Image-backed grounding data
▼
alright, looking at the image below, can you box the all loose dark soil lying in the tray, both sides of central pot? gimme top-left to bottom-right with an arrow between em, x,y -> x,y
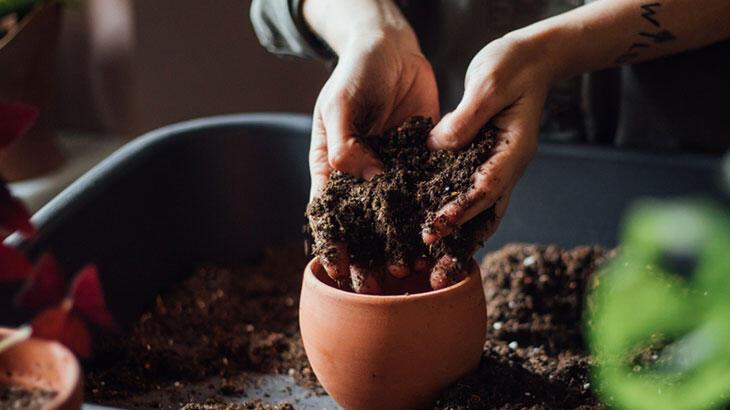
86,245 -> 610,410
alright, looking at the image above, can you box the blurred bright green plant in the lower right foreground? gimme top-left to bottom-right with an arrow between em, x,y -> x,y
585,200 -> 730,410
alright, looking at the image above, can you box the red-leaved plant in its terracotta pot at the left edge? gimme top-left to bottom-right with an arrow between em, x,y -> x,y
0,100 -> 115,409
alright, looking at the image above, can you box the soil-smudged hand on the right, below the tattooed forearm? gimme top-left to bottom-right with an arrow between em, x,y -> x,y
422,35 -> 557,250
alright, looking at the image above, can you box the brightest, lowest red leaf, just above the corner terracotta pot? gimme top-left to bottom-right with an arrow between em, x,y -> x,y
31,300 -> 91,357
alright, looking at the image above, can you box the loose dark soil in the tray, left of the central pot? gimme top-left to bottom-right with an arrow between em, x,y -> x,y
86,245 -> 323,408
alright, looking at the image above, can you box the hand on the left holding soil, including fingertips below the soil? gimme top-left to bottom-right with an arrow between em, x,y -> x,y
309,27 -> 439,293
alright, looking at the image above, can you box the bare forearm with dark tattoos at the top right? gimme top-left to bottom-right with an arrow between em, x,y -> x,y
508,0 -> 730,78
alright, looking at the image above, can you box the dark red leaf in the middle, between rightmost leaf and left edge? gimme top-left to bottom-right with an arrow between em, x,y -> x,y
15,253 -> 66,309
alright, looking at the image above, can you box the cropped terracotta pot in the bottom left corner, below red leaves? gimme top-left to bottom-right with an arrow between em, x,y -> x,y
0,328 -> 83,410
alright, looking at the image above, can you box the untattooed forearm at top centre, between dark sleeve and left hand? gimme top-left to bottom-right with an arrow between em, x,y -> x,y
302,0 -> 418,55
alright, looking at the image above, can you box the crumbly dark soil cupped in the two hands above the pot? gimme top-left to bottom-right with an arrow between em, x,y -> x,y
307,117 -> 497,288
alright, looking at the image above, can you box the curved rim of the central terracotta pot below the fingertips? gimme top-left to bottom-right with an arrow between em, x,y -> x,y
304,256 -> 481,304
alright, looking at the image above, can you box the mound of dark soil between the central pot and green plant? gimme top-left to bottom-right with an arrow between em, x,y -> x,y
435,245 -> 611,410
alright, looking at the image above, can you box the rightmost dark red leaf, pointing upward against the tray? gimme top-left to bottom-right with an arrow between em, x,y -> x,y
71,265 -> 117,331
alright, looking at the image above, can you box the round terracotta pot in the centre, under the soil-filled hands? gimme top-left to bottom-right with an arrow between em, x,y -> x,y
▲
Retype the records above line for line and exactly, omitting their pictures.

Answer to the problem:
alright, looking at the image below, can you box the all loose dark soil lying in the tray, both sides of central pot? gimme top-left to bottom-right with an arrow between em, x,y -> x,y
86,245 -> 610,410
alright, looking at the image above, can you box the blurred bright green plant in the lower right foreground? gimme top-left to bottom-right with an arrow between em, x,y -> x,y
585,200 -> 730,410
alright, looking at the image above, can you box the red-leaved plant in its terracotta pot at the left edge? gimme top-left to bottom-right with an arrow between em, x,y -> x,y
0,100 -> 115,409
alright, looking at the image above, can you box the soil-smudged hand on the right, below the tattooed forearm? gimme top-left to bottom-right with an arrow between em, x,y -> x,y
422,35 -> 557,250
alright, looking at the image above, can you box the brightest, lowest red leaf, just above the corner terracotta pot? gimme top-left to bottom-right with an arrow between em, x,y -> x,y
31,300 -> 91,357
alright, looking at the image above, can you box the loose dark soil in the tray, left of the central pot? gimme top-left to bottom-right with an arrow between em, x,y -> x,y
86,245 -> 323,408
alright, looking at the image above, can you box the hand on the left holding soil, including fingertips below the soil? gimme top-left to bottom-right with an arrow between em, x,y -> x,y
309,27 -> 439,293
alright, looking at the image above, can you box the bare forearm with dark tattoos at the top right? gimme top-left to bottom-right with an arrow between em, x,y -> x,y
508,0 -> 730,78
alright, looking at the image above, can you box the dark red leaf in the middle, between rightmost leaf and left edge? gimme top-left to bottom-right with an arrow between em, x,y -> x,y
15,253 -> 66,309
alright, looking at the image above, can you box the cropped terracotta pot in the bottom left corner, below red leaves? gimme top-left to bottom-right with an arrow between em, x,y -> x,y
0,328 -> 83,410
alright, looking at the image above, can you box the untattooed forearm at top centre, between dark sleeve and left hand? gimme top-left to bottom-right with an arrow between em, x,y -> x,y
302,0 -> 418,55
alright, looking at the image above, can you box the crumbly dark soil cupped in the two hands above the pot? gimme top-left to bottom-right with an arrow between em, x,y -> x,y
307,117 -> 497,288
alright, looking at the image above, can you box the curved rim of the central terracotta pot below the fingertips? gimme top-left to bottom-right with an arrow between em, x,y -> x,y
304,256 -> 481,304
alright, looking at the image above, can you box the mound of dark soil between the central pot and green plant? gimme top-left to bottom-right with an arrow between em, x,y -> x,y
435,245 -> 611,410
alright, looking at the image above, can you box the rightmost dark red leaf, pointing upward against the tray? gimme top-left to bottom-right with an arrow between em, x,y -> x,y
71,265 -> 117,331
alright, looking at the image above, can you box the round terracotta pot in the centre, under the soil-filled hands? gimme top-left to bottom-right with an arrow between em, x,y -> x,y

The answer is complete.